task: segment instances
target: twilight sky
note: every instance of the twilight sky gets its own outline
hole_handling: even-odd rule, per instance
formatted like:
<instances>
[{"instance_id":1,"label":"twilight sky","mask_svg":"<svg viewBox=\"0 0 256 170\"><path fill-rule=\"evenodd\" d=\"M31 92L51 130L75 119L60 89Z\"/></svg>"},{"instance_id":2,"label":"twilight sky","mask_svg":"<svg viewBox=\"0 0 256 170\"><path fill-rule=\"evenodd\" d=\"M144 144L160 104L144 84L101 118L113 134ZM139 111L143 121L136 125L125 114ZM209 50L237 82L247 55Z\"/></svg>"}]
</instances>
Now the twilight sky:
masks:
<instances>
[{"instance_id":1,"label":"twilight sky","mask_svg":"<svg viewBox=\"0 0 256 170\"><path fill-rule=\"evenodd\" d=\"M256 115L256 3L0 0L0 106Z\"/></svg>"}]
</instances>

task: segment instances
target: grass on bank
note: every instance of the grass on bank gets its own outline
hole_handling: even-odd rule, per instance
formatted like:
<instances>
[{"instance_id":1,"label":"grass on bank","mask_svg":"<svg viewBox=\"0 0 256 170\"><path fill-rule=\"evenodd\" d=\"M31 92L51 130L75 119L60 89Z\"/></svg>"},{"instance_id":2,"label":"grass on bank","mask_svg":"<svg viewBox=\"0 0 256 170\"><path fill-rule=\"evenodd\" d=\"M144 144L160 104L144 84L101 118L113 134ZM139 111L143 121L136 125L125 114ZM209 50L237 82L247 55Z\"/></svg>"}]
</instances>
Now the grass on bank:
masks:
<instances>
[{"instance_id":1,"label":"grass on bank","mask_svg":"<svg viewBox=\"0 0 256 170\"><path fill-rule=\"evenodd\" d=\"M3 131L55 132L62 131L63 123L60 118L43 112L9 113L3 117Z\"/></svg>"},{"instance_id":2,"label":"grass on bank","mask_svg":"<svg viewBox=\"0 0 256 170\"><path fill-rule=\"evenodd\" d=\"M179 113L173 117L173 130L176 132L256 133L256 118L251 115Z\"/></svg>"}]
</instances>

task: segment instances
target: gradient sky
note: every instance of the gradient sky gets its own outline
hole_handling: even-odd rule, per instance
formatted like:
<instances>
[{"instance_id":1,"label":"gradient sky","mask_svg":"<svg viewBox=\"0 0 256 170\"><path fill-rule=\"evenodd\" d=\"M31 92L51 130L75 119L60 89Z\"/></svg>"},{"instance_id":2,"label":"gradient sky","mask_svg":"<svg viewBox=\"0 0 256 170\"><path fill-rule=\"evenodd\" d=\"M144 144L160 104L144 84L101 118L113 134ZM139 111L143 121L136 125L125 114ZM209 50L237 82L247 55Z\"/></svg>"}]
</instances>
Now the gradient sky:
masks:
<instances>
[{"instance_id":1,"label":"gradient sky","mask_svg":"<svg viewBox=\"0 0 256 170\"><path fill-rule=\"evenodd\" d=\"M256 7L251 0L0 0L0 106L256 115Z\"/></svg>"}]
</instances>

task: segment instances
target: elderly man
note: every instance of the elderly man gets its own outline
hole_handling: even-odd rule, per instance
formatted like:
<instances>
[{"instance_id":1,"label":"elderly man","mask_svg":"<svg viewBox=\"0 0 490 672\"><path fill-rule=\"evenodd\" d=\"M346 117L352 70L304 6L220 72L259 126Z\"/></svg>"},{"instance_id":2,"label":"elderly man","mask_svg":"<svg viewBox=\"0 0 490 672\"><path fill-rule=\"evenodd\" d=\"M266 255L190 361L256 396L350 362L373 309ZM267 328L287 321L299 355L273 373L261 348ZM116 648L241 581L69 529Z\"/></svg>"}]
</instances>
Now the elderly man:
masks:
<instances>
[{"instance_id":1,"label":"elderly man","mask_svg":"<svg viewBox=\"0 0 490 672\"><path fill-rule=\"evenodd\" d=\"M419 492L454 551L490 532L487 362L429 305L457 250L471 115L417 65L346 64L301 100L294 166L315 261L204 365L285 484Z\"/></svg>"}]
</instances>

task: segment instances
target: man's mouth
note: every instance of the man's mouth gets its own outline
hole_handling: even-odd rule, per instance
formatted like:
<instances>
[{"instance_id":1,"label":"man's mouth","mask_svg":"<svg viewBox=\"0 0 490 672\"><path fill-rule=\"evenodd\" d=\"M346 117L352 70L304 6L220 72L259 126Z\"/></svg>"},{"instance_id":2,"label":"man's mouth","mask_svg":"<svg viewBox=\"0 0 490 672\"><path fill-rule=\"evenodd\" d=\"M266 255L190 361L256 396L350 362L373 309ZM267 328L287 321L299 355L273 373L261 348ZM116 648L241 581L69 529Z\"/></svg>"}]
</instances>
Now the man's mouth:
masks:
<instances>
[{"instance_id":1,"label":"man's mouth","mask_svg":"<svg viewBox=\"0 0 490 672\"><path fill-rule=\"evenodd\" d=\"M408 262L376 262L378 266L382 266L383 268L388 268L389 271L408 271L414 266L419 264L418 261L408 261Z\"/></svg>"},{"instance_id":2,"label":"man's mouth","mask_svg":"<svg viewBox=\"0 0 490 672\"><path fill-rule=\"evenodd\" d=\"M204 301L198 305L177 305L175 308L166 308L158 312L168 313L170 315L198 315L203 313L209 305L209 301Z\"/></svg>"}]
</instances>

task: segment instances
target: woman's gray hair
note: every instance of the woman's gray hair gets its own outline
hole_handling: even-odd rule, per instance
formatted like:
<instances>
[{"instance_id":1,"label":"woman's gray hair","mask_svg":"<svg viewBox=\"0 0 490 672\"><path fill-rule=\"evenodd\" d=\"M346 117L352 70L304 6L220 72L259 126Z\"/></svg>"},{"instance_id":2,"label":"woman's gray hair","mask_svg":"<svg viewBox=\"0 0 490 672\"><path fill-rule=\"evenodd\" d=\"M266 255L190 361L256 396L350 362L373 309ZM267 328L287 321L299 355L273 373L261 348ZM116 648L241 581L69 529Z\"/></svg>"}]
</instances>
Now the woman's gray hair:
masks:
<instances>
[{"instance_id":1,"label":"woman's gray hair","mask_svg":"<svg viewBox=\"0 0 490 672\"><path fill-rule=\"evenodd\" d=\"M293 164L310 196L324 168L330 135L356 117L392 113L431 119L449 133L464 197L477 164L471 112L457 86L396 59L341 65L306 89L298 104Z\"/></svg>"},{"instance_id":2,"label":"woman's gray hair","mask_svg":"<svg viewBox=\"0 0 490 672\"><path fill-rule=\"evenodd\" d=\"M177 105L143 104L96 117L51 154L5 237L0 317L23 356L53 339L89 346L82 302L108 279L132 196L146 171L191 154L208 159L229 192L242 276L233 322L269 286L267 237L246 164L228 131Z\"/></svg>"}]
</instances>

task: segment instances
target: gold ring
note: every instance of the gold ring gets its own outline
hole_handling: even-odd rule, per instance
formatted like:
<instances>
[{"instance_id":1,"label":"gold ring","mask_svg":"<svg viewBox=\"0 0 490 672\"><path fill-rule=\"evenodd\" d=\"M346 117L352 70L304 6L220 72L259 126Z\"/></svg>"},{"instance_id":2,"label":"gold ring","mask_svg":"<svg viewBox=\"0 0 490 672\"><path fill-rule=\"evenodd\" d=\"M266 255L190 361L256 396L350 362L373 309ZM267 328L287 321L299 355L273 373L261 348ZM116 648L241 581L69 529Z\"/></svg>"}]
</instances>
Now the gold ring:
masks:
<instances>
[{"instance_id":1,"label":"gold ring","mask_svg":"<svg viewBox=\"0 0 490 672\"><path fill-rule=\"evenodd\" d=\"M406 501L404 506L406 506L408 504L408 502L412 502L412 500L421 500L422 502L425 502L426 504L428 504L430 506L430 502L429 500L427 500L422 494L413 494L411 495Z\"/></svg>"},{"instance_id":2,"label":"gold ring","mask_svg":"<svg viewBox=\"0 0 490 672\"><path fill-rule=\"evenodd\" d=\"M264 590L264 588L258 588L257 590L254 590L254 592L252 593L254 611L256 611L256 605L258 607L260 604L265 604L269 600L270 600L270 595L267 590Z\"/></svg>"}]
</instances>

:: Task goal ::
Pull out each line of the listing above that contains the string "target".

:: Task answer ::
target: twilight sky
target: grass on bank
target: gradient sky
target: elderly man
target: man's mouth
target: woman's gray hair
target: gold ring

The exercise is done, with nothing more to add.